## TO DO:
A – Answer these from the FHFA conservatorship text, marking each answer (i), (ii) or (iii):
(i) On what date did FHFA send Congress a letter outlining its understanding of its conservatorship obligations?
(ii) What was the full title of the strategic plan FHFA sent Congress on February 21, 2012?
(iii) How many strategic goals did that 2012 plan set for conservatorship?
B – Please say whether each statement agrees with the FHFA conservatorship text. Answer yes or no and quote the words that decide it.
(i) FHFA had issued three prior documents on its approach to the conservatorships of Fannie Mae and Freddie Mac.
(ii) The 2014 Strategic Plan sets out three reformulated strategic goals.
(iii) The first goal covers credit availability for new and refinanced mortgages.
C – Pick up the FHFA conservatorship text after its final sentence and continue it.

That foundation includes important efforts related to improvements to the Representation and Warranty Framework, foreclosure prevention efforts, structures for sharing risk with the private sector, the development of the Common Securitization Platform, and data standards.
The 2014 Strategic Plan provides an updated vision for FHFA’s implementation of its obligations as conservator of the Fannie Mae and Freddie Mac.
FHFA has issued two prior documents detailing the agency’s approach to the conservatorships of Fannie Mae and Freddie Mac. On February 2, 2010, FHFA sent a letter to Congress outlining the agency’s understanding of its conservatorship obligations and how it planned to fulfill those obligations.
On February 21, 2012, FHFA sent Congress a “Strategic Plan for Enterprise Conservatorships: The Next Chapter in a Story that Needs an Ending” that set three strategic goals for conservatorship and elaborated on how FHFA planned to meet its conservatorship obligations.
FHFA’s 2014 Strategic Plan reflects this assessment and, as a result, three reformulated strategic goals are set forth here:
1. MAINTAIN, in a safe and sound manner, foreclosure prevention activities and credit availability for new and refinanced mortgages to foster liquid, efficient, competitive and resilient national housing finance markets.

## SUPPLIED DATA:

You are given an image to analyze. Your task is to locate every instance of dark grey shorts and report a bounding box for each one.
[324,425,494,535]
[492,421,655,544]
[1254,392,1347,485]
---
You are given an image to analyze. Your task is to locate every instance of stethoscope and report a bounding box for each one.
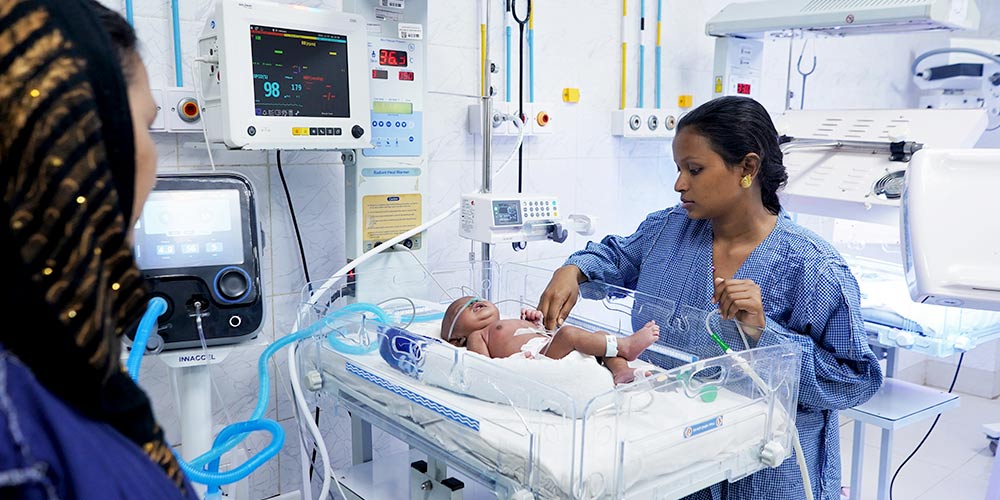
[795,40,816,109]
==
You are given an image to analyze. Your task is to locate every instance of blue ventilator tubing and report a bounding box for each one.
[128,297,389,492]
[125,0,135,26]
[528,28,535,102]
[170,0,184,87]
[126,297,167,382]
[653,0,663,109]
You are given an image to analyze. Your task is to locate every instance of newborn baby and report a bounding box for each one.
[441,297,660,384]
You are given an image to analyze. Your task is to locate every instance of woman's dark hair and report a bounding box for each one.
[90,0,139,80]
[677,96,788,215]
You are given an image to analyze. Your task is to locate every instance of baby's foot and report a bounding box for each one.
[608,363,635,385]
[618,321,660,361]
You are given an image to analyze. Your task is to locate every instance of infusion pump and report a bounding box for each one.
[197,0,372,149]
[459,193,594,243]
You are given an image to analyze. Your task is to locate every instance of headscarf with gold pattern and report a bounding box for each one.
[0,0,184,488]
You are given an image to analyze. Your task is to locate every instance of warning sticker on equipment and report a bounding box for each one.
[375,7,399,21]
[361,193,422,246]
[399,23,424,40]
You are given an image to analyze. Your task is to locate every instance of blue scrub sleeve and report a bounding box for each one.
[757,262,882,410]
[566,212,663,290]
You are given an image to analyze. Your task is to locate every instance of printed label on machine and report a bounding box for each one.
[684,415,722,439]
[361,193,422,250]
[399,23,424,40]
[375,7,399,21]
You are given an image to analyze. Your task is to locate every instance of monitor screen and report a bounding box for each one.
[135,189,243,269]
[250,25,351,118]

## EXERCISE RESULTS:
A –
(i) February 2, 2010
(ii) "Strategic Plan for Enterprise Conservatorships: The Next Chapter in a Story that Needs an Ending"
(iii) Three

B –
(i) No: "FHFA has issued two prior documents detailing the agency’s approach to the conservatorships of Fannie Mae and Freddie Mac."
(ii) Yes: "three reformulated strategic goals are set forth here"
(iii) Yes: "foreclosure prevention activities and credit availability for new and refinanced mortgages"

C –
2. REDUCE taxpayer risk through increasing the role of private capital in the mortgage market.
3. BUILD a new single-family securitization infrastructure for use by the Enterprises and adaptable for use by other participants in the secondary market in the future.
These reformulated strategic goals take into account two major factors.
First, both the February 2, 2010 letter to Congress and the February 21, 2012 Strategic Plan heavily reflected that the Enterprises were generating losses with a highly uncertain outlook for future losses and that actions were necessary to stabilize the Enterprises.
Second, FHFA’s statutory responsibilities as conservator do not involve making policy decisions on the future of housing finance reform. That future will be decided by Congress. Consequently, FHFA’s 2014 Strategic Plan adheres to its existing statutory mandate of overseeing the conservatorships of the Enterprises in their current state and ensuring that the Enterprises’ infrastructure meets the needs of their current credit guarantee businesses and other operations.
In October 2012, FHFA released a white paper, Building a New Infrastructure for the Secondary Mortgage Market, proposing a framework for a common securitization platform and an improved contractual and disclosure framework and requested public input. The white paper sought to identify the core components (proposed as data validation, issuance, disclosure, bond administration, and master servicing) of mortgage securitization that will be needed in the housing finance system in the future.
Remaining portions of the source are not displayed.